• _WHAT IS ASKED_
Recast the records in the stretch from the line containing "Guideline: for every instance of the grassy" through the line containing "<point>630,195</point>" as a two-column CSV with the headers text and answer. Give one row per record, put each field in quotation marks, and replace any line breaks with spaces.

-- START RECORDED INFORMATION --

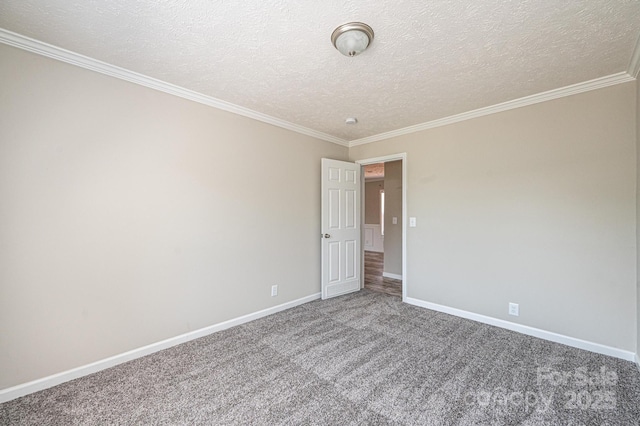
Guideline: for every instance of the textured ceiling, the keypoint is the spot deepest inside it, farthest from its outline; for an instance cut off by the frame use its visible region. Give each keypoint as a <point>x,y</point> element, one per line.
<point>428,60</point>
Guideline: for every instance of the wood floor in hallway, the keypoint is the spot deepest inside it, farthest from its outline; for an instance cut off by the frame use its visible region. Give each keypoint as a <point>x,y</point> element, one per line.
<point>373,279</point>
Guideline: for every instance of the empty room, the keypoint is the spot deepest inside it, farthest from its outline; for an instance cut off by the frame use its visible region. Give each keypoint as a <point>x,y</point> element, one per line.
<point>344,212</point>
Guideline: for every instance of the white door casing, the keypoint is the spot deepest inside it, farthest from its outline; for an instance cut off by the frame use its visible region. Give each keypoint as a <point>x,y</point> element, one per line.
<point>340,233</point>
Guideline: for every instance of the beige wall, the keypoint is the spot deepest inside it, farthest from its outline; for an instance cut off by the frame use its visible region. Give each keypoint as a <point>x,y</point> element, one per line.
<point>534,206</point>
<point>372,202</point>
<point>393,208</point>
<point>129,216</point>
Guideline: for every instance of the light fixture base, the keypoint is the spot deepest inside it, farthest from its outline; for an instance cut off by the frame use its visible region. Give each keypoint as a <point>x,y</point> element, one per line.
<point>352,38</point>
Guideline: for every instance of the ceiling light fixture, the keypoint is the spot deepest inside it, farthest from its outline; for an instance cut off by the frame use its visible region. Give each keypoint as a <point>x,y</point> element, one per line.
<point>352,38</point>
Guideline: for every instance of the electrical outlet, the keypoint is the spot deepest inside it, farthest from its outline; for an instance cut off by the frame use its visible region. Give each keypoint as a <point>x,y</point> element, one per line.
<point>514,309</point>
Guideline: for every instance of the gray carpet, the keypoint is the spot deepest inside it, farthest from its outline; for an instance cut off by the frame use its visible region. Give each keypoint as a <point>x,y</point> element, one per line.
<point>364,358</point>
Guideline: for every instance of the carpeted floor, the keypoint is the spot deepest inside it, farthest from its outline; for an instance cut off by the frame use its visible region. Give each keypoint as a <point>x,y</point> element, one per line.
<point>364,358</point>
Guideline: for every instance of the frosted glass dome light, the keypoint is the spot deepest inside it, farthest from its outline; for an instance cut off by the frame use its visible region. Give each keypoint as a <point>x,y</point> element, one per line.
<point>352,38</point>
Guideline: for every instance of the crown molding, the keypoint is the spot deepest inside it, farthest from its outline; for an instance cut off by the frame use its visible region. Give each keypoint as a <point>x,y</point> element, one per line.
<point>634,64</point>
<point>22,42</point>
<point>598,83</point>
<point>17,40</point>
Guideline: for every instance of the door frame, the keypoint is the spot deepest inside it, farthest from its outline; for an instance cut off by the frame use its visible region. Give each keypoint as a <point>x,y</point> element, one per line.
<point>384,159</point>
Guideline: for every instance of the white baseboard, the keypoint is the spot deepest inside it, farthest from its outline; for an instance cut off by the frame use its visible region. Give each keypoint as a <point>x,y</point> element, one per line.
<point>390,275</point>
<point>530,331</point>
<point>14,392</point>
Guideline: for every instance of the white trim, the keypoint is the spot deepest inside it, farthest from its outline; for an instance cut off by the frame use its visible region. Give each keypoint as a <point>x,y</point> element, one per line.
<point>22,42</point>
<point>394,157</point>
<point>524,329</point>
<point>634,63</point>
<point>54,52</point>
<point>14,392</point>
<point>574,89</point>
<point>390,275</point>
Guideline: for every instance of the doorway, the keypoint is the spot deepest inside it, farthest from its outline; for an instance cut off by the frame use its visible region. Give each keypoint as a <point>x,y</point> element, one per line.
<point>384,224</point>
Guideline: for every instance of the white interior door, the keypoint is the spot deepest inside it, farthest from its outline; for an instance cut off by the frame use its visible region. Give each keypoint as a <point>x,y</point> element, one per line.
<point>340,227</point>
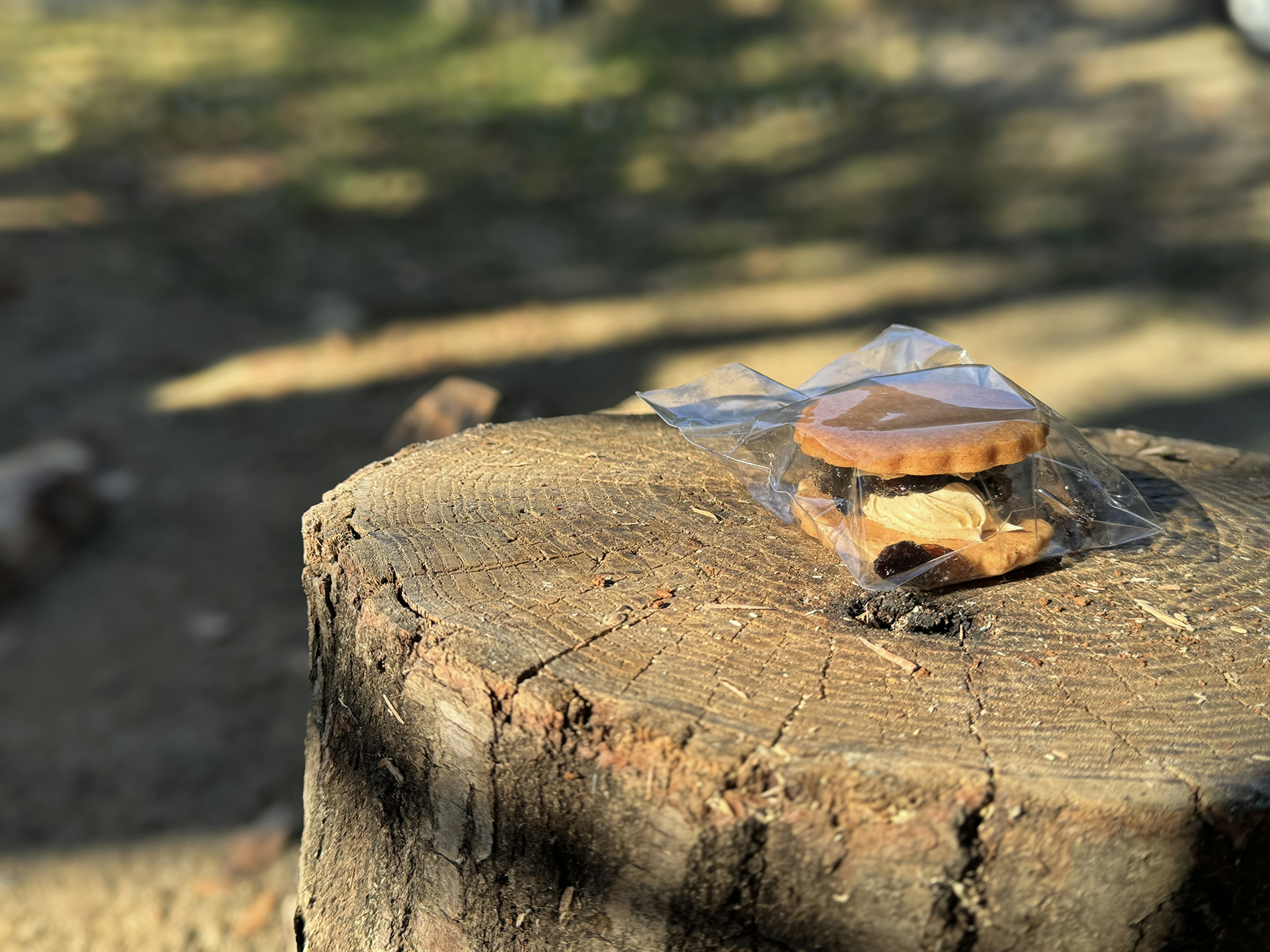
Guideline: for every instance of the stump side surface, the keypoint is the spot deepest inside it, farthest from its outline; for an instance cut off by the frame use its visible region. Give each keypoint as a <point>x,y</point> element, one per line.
<point>608,597</point>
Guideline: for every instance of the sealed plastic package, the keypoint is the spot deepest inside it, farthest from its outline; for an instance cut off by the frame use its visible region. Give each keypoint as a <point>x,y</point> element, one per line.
<point>913,464</point>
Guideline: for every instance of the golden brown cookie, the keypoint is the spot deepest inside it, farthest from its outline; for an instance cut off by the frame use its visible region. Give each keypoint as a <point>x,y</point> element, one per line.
<point>997,554</point>
<point>921,428</point>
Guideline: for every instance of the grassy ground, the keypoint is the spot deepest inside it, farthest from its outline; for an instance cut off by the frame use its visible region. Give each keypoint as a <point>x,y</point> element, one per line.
<point>630,195</point>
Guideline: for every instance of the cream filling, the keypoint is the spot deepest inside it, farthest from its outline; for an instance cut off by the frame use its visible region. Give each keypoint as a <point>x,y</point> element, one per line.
<point>953,512</point>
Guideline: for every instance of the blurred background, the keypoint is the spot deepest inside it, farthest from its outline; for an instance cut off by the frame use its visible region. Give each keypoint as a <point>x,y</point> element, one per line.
<point>247,247</point>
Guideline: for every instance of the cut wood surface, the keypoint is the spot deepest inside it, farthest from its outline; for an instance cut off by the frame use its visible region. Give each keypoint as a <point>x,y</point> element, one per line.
<point>574,690</point>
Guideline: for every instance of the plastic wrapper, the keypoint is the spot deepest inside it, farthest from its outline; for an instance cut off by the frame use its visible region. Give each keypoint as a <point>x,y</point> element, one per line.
<point>916,465</point>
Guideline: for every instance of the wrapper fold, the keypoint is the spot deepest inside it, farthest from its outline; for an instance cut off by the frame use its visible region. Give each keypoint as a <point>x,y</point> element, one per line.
<point>916,465</point>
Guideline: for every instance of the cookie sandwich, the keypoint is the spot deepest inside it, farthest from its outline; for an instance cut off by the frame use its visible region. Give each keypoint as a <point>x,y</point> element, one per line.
<point>924,469</point>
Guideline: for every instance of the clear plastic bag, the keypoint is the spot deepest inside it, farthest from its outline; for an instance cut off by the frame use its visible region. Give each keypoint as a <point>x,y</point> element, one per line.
<point>913,464</point>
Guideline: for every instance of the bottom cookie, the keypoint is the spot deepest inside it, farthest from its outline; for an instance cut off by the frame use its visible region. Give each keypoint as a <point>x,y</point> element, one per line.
<point>996,554</point>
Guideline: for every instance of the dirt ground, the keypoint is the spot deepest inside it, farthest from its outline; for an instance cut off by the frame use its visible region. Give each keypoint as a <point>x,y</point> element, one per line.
<point>1078,192</point>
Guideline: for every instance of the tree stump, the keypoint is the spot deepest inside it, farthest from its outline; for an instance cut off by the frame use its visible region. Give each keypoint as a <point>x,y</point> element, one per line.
<point>572,690</point>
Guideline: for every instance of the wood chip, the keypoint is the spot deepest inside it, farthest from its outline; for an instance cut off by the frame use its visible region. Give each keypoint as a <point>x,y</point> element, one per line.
<point>904,663</point>
<point>257,916</point>
<point>566,902</point>
<point>1166,619</point>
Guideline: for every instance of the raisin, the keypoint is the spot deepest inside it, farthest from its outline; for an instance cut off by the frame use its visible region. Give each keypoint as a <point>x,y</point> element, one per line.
<point>902,556</point>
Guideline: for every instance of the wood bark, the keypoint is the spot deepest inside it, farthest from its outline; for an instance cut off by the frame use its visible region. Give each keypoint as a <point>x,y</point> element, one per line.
<point>572,690</point>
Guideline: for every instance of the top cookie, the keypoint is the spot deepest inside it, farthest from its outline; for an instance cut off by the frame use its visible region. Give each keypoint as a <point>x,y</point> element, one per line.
<point>935,422</point>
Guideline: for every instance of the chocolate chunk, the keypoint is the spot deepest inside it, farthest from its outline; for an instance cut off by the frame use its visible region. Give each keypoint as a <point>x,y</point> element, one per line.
<point>836,480</point>
<point>905,485</point>
<point>996,485</point>
<point>902,556</point>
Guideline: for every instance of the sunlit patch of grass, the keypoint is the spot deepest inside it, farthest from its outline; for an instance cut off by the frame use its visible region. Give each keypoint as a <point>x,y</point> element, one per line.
<point>778,138</point>
<point>50,211</point>
<point>870,177</point>
<point>62,75</point>
<point>214,176</point>
<point>387,191</point>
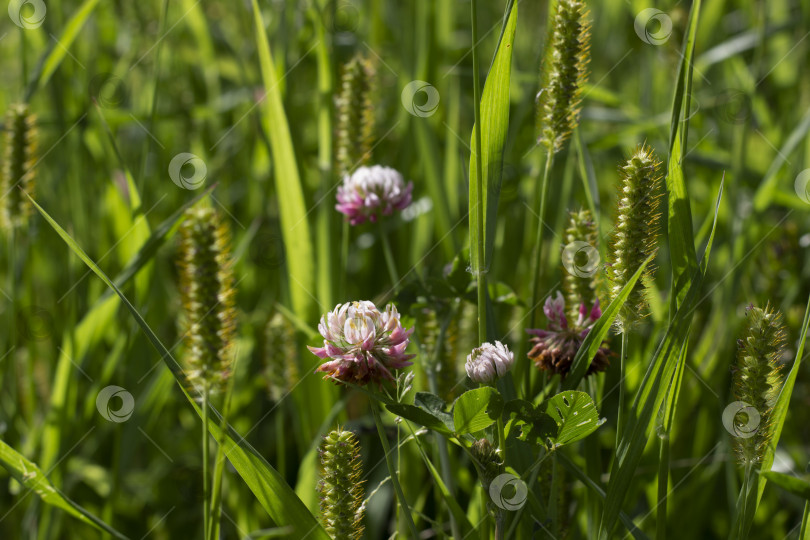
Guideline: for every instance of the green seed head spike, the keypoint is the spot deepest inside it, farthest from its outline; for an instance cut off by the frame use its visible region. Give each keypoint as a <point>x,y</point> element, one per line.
<point>565,73</point>
<point>207,292</point>
<point>635,235</point>
<point>355,116</point>
<point>580,289</point>
<point>18,173</point>
<point>281,356</point>
<point>340,488</point>
<point>756,381</point>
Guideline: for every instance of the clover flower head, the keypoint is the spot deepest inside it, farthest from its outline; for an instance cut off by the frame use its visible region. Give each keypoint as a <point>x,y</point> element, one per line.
<point>370,192</point>
<point>489,362</point>
<point>555,347</point>
<point>362,344</point>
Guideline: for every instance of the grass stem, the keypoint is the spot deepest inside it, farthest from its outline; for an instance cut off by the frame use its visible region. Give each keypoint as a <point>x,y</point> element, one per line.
<point>375,411</point>
<point>622,370</point>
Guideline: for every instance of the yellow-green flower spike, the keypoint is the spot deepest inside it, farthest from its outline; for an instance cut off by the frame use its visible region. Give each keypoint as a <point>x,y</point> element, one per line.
<point>207,292</point>
<point>340,488</point>
<point>355,116</point>
<point>635,235</point>
<point>565,73</point>
<point>756,381</point>
<point>18,166</point>
<point>580,287</point>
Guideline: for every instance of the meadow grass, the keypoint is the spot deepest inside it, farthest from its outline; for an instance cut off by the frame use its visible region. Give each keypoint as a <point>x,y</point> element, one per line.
<point>553,385</point>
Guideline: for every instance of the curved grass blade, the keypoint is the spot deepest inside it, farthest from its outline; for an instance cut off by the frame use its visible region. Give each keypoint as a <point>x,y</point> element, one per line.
<point>767,187</point>
<point>294,225</point>
<point>56,53</point>
<point>268,485</point>
<point>653,390</point>
<point>494,127</point>
<point>31,476</point>
<point>599,331</point>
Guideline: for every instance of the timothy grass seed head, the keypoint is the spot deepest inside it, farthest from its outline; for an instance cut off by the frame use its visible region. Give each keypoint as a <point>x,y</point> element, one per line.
<point>207,292</point>
<point>635,235</point>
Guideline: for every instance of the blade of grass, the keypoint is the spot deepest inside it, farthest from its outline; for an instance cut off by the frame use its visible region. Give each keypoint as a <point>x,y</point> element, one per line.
<point>651,394</point>
<point>53,57</point>
<point>31,476</point>
<point>268,485</point>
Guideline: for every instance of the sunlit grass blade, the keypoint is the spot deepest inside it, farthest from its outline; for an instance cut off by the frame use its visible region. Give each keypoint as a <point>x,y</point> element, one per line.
<point>59,48</point>
<point>600,330</point>
<point>653,390</point>
<point>267,484</point>
<point>34,480</point>
<point>294,225</point>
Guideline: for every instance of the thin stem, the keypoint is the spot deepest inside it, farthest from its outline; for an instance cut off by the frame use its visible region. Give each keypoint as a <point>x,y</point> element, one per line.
<point>804,532</point>
<point>620,416</point>
<point>206,480</point>
<point>663,485</point>
<point>481,277</point>
<point>536,268</point>
<point>375,411</point>
<point>389,258</point>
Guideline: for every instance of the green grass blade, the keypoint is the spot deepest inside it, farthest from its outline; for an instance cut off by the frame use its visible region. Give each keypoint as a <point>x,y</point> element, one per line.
<point>679,217</point>
<point>778,416</point>
<point>593,486</point>
<point>294,225</point>
<point>494,127</point>
<point>31,476</point>
<point>600,331</point>
<point>653,390</point>
<point>58,49</point>
<point>267,484</point>
<point>767,187</point>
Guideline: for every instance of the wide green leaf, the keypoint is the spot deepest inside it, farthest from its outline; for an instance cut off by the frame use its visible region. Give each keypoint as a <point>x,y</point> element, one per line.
<point>268,485</point>
<point>477,409</point>
<point>494,127</point>
<point>31,476</point>
<point>798,486</point>
<point>294,225</point>
<point>575,415</point>
<point>59,49</point>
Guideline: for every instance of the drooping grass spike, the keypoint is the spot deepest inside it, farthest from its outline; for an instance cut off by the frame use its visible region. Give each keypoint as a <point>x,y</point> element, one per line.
<point>340,487</point>
<point>564,74</point>
<point>635,235</point>
<point>756,381</point>
<point>354,106</point>
<point>281,356</point>
<point>207,293</point>
<point>580,287</point>
<point>18,172</point>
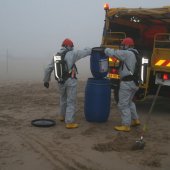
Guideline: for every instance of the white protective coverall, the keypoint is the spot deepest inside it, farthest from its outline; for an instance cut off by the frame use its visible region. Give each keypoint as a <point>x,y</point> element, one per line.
<point>127,88</point>
<point>68,90</point>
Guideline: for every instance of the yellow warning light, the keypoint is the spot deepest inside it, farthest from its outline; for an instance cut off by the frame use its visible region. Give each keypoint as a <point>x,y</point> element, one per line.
<point>106,6</point>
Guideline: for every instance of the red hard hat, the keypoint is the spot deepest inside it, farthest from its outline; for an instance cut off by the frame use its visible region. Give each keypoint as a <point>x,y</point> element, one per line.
<point>128,41</point>
<point>67,43</point>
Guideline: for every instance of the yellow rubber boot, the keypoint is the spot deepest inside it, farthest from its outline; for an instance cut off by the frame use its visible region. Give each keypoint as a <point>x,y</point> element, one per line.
<point>72,125</point>
<point>122,128</point>
<point>135,122</point>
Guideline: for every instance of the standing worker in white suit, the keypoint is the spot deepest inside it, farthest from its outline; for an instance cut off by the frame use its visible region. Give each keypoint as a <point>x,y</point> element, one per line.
<point>128,87</point>
<point>68,89</point>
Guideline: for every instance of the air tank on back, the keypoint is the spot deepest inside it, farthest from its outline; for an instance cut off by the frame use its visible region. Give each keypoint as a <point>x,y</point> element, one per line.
<point>97,91</point>
<point>98,63</point>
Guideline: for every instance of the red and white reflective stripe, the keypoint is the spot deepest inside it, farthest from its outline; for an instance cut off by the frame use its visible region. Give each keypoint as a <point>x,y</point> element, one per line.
<point>165,63</point>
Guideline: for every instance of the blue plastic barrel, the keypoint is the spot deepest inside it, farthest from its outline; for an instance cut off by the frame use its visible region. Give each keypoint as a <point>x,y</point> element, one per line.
<point>98,63</point>
<point>97,100</point>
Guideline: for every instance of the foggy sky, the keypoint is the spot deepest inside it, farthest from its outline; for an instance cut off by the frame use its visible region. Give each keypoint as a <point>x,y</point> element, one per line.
<point>31,31</point>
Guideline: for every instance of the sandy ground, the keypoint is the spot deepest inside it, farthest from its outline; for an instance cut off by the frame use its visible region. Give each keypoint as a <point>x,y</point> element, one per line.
<point>92,146</point>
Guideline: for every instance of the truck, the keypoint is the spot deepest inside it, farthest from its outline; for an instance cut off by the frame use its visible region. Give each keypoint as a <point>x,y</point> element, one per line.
<point>150,29</point>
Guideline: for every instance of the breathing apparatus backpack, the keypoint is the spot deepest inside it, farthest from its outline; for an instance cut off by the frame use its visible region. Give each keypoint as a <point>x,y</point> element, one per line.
<point>136,75</point>
<point>61,71</point>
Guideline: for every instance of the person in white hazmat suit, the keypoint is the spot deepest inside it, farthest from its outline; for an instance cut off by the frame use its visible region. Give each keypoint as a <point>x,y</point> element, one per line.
<point>68,90</point>
<point>128,87</point>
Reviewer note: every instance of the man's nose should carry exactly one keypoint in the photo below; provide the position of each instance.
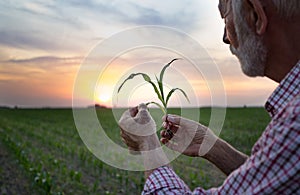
(225, 38)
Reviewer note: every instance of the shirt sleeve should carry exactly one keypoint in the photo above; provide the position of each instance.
(273, 167)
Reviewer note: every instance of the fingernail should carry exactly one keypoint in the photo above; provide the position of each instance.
(171, 119)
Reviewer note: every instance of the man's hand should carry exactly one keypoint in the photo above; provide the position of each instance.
(187, 136)
(193, 139)
(138, 129)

-- END RECORDED INFORMATION --

• _COMPLETED EXERCISE_
text,answer
"Guideline: for every instance of the grassy ground, the keypoint is the spot deepest inside it, farthest from its outline; for an instance cut off by the frame use its visible region. Give each keypoint as a <point>x,y</point> element, one per line.","<point>630,195</point>"